# Assignment
Using the entries that follow, state how many lines contain "sailfish", with no other words.

# Dataset extract
--- START ---

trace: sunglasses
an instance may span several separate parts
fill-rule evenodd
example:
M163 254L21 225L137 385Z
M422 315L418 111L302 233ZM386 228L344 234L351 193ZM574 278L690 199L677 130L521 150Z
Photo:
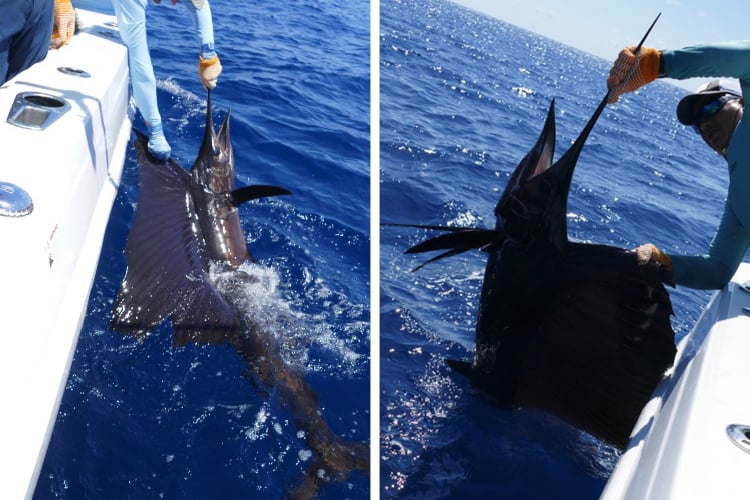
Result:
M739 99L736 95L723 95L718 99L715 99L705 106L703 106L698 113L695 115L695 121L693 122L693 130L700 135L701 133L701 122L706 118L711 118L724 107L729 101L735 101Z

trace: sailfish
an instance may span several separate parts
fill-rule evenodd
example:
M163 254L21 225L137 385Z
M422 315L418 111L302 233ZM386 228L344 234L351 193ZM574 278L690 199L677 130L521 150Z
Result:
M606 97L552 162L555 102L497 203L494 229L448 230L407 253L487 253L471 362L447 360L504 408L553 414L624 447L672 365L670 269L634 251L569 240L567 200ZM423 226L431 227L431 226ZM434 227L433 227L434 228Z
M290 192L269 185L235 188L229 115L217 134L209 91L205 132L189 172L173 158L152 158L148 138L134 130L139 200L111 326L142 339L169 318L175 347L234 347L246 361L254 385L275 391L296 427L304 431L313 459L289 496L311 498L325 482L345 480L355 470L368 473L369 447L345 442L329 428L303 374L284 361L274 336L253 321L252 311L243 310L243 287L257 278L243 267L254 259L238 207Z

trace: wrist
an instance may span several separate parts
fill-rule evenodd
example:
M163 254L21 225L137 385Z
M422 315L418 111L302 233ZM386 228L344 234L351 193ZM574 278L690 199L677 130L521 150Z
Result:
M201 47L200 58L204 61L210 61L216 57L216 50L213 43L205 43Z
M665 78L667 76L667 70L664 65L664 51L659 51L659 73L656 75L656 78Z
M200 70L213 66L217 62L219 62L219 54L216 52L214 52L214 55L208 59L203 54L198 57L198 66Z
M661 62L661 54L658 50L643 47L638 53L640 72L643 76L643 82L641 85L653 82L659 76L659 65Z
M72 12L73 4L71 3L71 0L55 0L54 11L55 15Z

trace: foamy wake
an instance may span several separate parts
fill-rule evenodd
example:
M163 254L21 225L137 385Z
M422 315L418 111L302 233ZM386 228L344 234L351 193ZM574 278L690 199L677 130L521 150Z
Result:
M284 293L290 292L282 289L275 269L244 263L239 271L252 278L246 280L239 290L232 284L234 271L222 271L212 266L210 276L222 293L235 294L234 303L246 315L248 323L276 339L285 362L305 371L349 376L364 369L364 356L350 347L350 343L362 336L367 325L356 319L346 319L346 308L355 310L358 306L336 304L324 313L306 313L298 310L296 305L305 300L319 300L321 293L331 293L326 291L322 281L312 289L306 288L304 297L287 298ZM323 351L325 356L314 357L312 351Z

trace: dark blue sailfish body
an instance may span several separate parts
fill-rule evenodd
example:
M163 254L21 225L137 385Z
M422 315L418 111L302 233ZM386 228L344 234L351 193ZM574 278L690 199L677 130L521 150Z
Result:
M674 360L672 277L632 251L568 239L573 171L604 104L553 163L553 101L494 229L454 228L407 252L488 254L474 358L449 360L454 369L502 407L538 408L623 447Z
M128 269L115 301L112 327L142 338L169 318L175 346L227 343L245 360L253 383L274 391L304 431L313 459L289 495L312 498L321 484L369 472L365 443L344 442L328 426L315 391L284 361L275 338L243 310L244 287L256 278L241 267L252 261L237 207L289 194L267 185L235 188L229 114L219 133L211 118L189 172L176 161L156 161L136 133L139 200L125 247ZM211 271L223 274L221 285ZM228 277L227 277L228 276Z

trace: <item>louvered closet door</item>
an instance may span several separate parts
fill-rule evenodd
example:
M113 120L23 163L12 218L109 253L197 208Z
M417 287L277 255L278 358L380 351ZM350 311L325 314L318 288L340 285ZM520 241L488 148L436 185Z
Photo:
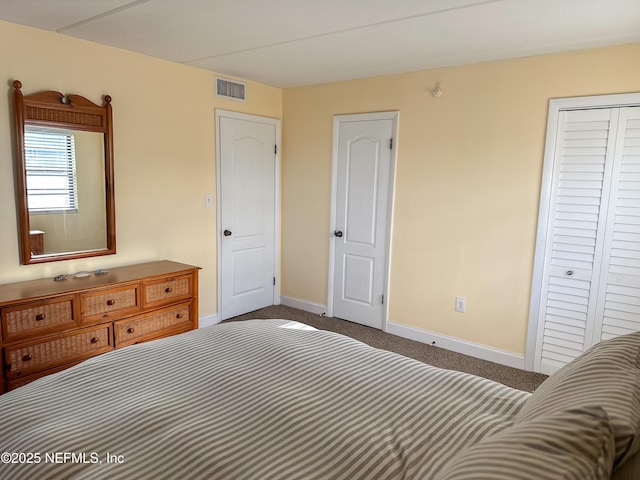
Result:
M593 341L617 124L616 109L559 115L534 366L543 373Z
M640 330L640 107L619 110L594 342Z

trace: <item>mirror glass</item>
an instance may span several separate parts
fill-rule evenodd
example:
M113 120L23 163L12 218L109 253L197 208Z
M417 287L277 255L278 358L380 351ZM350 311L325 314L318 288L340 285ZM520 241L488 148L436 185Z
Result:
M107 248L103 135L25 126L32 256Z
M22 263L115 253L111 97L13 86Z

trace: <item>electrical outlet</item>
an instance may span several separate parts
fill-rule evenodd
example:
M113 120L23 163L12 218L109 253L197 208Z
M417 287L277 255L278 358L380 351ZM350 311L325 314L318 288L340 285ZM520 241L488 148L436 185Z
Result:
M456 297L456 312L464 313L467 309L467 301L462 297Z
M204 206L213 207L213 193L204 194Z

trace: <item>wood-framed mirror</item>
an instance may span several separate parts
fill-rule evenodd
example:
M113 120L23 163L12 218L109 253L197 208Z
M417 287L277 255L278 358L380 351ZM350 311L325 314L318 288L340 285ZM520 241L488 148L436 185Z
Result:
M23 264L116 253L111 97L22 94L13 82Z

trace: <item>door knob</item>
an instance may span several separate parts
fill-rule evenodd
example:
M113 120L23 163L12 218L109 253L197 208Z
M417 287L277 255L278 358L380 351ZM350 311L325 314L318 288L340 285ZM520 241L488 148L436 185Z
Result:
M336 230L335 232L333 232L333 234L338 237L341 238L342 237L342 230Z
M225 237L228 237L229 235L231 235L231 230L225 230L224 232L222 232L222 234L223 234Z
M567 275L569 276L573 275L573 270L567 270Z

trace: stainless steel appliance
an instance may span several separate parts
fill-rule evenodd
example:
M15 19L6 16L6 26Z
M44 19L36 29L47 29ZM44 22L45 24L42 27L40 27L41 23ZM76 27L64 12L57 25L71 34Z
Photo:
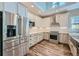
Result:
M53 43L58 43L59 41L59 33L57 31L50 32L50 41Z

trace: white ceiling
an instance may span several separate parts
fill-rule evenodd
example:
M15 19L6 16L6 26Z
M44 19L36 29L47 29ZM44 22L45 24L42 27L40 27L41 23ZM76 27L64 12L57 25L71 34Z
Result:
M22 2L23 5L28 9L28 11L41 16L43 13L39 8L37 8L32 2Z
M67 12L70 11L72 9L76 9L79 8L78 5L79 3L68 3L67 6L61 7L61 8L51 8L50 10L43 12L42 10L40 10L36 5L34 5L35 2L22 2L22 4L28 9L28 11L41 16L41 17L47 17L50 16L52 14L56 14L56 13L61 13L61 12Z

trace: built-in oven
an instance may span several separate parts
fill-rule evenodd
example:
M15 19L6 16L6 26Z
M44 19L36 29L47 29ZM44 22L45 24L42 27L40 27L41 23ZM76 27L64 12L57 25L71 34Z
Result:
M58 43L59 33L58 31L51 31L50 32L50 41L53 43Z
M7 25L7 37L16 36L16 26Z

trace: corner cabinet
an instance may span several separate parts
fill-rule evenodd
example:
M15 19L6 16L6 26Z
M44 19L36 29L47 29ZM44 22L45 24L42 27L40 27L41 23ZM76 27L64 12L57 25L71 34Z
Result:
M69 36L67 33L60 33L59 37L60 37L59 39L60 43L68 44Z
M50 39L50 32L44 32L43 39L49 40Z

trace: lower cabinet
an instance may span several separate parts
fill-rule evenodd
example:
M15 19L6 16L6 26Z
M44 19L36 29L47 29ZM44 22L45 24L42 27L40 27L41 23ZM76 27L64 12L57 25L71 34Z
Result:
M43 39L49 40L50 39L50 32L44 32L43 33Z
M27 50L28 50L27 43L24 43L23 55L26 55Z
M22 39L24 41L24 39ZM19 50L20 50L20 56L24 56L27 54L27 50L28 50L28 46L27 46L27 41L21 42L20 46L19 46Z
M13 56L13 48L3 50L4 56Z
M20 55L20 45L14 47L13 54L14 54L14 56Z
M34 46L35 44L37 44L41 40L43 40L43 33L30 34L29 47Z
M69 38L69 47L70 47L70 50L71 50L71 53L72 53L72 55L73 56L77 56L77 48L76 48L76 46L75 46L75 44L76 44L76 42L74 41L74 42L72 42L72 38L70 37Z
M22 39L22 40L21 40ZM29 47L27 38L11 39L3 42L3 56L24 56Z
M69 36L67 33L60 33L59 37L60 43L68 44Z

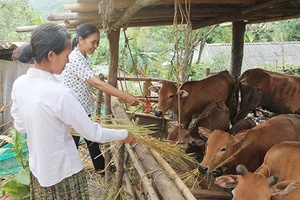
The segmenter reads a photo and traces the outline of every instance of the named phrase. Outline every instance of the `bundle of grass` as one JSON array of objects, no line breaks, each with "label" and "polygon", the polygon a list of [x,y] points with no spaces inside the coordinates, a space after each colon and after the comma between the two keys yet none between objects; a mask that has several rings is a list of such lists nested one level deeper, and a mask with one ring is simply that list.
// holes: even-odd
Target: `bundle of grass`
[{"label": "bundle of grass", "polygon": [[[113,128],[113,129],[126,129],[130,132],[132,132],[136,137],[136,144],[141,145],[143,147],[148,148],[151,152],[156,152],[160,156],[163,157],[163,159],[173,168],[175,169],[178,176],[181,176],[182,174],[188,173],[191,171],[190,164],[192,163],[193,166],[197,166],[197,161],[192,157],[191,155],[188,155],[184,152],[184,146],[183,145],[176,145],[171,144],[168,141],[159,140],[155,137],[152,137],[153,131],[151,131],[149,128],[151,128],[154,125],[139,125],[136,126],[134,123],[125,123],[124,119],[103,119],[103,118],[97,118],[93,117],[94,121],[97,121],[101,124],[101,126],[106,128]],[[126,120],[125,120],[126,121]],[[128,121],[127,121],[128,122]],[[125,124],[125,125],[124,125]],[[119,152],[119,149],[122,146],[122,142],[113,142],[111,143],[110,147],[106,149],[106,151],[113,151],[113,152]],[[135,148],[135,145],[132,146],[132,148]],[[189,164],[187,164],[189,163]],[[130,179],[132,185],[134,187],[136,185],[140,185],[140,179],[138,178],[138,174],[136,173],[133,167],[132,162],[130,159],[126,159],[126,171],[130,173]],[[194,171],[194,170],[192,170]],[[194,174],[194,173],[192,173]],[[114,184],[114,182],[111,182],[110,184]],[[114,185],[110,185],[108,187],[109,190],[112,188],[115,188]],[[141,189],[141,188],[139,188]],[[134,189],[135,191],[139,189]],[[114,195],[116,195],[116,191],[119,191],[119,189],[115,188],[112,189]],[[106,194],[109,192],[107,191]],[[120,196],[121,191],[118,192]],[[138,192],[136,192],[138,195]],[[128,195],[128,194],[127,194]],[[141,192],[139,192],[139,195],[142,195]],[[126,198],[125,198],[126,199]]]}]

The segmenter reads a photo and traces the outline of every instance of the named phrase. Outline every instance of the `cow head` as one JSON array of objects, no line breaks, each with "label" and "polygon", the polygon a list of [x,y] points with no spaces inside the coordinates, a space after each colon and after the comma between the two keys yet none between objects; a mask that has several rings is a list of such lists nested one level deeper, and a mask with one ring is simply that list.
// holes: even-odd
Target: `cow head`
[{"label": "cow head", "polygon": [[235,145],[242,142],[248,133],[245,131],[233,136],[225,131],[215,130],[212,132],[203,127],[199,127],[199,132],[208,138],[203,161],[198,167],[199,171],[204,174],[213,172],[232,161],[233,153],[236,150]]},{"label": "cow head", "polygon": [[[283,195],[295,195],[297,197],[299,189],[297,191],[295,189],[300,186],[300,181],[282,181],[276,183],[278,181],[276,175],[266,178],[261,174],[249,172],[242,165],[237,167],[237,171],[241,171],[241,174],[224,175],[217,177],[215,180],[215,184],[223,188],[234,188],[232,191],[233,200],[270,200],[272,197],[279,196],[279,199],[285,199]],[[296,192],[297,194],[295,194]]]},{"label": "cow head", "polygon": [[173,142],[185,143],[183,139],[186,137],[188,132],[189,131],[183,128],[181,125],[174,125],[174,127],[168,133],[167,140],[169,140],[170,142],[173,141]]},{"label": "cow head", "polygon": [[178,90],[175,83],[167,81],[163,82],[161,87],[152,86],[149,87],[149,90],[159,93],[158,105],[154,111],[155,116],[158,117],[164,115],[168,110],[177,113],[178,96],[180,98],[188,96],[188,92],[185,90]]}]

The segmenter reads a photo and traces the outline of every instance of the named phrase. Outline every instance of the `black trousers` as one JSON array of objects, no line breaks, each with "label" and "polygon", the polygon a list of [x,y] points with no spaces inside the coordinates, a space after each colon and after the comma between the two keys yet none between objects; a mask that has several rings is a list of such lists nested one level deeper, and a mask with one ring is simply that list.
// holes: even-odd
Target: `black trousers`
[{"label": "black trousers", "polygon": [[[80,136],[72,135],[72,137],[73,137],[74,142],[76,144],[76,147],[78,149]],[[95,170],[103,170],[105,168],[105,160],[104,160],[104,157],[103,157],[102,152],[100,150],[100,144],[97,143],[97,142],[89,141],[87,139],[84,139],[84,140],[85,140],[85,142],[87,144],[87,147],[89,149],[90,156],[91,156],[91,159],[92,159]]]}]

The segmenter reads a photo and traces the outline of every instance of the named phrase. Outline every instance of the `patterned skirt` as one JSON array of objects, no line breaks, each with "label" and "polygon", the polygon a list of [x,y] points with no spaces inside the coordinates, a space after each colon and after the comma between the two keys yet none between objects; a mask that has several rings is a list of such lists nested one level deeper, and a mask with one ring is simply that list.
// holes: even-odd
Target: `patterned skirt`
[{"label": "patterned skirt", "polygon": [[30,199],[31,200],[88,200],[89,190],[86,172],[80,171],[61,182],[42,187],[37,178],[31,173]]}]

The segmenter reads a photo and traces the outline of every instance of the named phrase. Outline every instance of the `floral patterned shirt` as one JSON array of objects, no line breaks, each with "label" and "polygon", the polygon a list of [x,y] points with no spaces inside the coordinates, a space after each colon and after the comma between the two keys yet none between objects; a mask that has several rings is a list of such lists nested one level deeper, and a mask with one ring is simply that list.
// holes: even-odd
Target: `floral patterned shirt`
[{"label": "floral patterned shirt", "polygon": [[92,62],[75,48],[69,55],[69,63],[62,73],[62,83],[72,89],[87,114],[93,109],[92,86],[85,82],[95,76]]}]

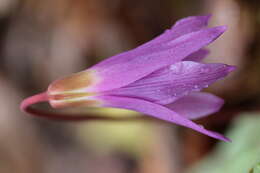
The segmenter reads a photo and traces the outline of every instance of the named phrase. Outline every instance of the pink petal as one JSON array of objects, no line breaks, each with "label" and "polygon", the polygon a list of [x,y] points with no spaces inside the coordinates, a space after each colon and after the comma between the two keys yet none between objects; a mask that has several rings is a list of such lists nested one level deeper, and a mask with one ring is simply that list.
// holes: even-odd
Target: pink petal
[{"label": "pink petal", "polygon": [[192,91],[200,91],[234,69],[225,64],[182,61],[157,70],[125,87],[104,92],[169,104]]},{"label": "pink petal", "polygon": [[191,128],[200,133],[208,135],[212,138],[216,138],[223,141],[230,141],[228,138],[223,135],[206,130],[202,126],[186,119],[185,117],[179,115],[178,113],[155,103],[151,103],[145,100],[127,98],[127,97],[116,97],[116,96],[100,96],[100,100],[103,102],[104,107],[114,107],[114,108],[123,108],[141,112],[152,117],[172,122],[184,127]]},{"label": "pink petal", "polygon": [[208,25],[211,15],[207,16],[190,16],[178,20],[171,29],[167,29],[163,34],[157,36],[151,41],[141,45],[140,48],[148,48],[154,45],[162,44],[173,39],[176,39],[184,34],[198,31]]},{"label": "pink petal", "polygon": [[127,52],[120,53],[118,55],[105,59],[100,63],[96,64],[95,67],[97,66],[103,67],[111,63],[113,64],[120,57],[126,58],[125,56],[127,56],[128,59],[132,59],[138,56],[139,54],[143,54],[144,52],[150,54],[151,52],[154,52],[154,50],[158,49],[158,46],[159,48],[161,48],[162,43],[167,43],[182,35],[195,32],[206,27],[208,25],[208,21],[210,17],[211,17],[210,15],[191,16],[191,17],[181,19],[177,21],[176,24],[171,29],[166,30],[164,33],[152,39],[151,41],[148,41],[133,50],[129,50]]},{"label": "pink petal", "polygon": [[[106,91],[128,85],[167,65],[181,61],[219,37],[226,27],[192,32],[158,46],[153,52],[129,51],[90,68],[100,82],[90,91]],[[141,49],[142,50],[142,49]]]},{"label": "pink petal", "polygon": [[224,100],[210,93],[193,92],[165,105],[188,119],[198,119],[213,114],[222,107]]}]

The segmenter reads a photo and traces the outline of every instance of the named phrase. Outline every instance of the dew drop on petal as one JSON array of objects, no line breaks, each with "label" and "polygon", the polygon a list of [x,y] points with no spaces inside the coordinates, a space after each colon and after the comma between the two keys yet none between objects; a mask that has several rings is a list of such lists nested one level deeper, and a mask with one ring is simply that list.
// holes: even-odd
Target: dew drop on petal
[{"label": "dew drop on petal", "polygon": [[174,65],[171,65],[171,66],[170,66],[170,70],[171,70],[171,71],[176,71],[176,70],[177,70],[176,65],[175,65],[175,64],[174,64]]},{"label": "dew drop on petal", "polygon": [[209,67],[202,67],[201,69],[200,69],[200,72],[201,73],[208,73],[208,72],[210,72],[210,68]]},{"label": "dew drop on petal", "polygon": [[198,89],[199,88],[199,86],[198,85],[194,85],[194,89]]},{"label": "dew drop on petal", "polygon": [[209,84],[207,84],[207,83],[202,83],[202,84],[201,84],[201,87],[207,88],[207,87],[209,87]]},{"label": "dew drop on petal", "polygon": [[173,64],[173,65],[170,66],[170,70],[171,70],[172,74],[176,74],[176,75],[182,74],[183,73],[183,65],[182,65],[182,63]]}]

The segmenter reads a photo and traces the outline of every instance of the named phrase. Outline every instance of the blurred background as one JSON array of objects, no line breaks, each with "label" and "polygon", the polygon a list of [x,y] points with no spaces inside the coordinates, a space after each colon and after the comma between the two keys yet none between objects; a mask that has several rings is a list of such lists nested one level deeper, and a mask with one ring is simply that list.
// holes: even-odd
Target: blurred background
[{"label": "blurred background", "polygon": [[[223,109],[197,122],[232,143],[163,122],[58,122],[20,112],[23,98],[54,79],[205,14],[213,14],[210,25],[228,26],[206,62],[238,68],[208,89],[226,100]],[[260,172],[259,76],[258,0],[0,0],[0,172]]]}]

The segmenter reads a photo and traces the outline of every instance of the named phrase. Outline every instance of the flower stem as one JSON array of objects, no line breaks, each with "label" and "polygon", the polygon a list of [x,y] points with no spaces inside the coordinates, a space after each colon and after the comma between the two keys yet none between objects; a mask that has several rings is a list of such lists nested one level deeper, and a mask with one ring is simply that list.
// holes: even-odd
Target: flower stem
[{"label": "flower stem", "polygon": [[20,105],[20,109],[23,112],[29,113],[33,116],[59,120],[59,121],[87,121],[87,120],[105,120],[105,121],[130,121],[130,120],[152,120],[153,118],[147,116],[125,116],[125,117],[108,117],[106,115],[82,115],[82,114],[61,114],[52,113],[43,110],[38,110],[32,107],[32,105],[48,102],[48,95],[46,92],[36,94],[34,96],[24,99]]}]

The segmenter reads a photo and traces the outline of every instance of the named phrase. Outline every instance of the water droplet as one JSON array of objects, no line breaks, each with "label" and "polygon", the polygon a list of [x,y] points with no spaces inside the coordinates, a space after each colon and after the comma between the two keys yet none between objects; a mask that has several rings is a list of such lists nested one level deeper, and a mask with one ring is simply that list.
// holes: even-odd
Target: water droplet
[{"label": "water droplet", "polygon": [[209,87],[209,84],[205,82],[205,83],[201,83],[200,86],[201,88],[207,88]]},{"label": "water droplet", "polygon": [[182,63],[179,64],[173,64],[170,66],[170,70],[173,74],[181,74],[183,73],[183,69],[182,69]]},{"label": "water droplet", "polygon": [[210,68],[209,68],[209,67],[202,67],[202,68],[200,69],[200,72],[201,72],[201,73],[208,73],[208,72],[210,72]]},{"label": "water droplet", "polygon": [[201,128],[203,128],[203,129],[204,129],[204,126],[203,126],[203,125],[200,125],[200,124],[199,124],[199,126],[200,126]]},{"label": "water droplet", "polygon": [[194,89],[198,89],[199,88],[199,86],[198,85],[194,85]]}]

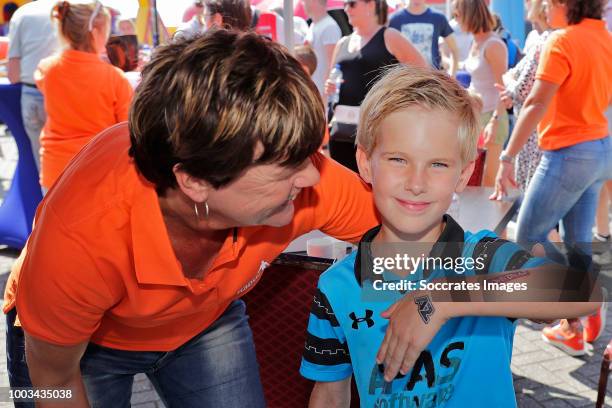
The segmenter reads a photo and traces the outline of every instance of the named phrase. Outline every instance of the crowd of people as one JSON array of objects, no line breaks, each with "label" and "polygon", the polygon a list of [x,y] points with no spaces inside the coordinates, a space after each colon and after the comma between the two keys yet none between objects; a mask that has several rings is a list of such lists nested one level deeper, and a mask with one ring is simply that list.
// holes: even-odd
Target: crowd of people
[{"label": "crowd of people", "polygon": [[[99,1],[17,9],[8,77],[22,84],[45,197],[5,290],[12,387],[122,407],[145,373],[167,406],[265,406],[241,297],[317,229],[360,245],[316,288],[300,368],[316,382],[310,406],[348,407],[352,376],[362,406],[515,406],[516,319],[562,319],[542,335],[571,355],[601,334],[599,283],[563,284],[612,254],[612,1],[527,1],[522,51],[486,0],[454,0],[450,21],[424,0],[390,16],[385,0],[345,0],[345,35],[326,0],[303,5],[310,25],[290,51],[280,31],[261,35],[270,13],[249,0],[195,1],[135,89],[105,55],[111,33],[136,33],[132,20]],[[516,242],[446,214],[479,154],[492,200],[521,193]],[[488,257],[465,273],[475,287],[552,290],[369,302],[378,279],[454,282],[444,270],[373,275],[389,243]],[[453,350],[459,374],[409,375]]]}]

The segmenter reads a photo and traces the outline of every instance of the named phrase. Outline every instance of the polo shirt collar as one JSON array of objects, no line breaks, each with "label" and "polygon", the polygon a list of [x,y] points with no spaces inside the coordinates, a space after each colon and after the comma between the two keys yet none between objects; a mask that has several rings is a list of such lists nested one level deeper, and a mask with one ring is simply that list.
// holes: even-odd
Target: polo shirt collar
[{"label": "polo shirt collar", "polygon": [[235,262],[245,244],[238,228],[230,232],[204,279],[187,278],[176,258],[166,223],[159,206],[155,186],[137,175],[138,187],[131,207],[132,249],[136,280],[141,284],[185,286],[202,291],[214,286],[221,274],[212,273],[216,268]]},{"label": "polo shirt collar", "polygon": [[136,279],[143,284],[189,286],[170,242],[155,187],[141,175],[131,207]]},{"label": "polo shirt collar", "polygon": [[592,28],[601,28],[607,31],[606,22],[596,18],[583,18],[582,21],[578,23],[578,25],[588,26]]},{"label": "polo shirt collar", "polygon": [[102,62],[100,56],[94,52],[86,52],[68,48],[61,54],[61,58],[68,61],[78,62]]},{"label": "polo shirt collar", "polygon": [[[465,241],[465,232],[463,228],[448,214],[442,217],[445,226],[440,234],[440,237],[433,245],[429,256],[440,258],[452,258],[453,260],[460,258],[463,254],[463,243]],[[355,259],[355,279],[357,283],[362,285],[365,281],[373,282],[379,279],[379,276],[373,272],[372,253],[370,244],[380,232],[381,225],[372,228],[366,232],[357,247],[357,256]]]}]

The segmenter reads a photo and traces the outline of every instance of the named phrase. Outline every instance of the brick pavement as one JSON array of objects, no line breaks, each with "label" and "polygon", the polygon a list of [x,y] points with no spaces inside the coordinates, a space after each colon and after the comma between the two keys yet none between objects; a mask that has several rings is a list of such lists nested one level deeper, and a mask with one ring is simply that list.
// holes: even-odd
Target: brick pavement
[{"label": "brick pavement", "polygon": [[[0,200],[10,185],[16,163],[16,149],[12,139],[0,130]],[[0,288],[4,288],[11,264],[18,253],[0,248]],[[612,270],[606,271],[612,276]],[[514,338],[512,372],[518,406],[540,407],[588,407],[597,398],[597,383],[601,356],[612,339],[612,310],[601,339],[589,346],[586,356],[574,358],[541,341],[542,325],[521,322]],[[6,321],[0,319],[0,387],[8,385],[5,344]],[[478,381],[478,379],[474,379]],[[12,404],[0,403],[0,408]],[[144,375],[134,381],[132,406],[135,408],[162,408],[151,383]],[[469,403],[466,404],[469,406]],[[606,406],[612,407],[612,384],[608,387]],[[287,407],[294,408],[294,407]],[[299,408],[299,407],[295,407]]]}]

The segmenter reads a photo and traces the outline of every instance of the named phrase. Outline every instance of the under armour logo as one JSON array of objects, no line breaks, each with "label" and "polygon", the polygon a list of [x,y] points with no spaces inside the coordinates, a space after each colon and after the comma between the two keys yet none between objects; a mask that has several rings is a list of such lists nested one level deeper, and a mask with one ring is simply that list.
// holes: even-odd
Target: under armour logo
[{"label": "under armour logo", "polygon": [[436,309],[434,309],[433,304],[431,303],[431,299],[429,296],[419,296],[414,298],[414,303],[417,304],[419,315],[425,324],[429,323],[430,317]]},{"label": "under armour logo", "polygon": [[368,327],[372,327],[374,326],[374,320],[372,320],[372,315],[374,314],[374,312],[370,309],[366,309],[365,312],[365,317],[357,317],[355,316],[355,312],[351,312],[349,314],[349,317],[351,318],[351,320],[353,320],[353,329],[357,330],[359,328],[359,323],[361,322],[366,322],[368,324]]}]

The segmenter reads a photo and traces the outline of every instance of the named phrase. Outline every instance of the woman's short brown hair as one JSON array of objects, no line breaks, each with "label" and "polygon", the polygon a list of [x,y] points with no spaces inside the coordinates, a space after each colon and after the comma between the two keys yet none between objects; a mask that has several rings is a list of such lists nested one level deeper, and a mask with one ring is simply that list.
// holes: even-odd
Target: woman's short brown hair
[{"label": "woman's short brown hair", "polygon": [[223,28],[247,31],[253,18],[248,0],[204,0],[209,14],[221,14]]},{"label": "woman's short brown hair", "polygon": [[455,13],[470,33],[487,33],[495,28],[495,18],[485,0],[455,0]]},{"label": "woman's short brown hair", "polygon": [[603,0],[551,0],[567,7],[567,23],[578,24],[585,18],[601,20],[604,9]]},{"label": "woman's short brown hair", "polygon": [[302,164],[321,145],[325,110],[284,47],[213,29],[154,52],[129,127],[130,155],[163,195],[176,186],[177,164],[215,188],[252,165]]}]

--- END ---

# Result
2